EXERCISE AIM — Please count how many lines in the entries below contain the string "smoke". Case counts, and the reply should be that number alone.

LISTING —
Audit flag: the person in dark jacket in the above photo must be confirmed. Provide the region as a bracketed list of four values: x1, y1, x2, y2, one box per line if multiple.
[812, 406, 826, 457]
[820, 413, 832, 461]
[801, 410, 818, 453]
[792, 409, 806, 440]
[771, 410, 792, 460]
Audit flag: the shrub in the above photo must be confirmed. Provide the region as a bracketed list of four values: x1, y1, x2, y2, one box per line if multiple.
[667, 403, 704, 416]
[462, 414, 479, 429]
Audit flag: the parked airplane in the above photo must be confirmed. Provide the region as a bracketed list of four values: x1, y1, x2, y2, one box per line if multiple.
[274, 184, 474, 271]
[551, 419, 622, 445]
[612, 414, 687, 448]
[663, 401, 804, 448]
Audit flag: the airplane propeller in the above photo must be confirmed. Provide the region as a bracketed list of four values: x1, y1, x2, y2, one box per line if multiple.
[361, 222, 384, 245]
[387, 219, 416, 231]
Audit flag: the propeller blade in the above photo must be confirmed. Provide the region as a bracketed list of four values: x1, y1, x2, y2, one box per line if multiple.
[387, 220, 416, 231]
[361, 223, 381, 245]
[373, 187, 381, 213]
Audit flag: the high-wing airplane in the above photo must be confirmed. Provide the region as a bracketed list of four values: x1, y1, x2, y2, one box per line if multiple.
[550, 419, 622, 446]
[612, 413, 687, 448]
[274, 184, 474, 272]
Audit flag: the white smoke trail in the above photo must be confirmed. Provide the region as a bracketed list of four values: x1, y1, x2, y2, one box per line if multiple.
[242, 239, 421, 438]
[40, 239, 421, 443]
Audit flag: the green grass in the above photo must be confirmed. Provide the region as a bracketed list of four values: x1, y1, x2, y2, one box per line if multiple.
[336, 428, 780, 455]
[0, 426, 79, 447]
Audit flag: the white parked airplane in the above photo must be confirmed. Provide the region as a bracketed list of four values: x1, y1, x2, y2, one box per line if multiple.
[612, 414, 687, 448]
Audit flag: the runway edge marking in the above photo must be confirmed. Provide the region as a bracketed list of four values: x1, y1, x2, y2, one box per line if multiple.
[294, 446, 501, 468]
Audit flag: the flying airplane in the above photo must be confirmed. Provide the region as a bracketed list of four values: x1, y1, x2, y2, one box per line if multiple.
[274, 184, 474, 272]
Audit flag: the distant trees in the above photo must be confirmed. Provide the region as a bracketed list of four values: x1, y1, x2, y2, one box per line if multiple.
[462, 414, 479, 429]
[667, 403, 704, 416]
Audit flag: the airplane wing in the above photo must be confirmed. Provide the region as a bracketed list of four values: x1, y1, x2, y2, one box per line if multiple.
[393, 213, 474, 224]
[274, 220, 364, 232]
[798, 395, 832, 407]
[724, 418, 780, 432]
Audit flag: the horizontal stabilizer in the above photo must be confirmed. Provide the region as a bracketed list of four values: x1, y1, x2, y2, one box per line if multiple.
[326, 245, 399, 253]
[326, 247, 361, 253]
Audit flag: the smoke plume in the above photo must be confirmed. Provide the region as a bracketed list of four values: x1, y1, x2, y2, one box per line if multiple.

ANSWER — 2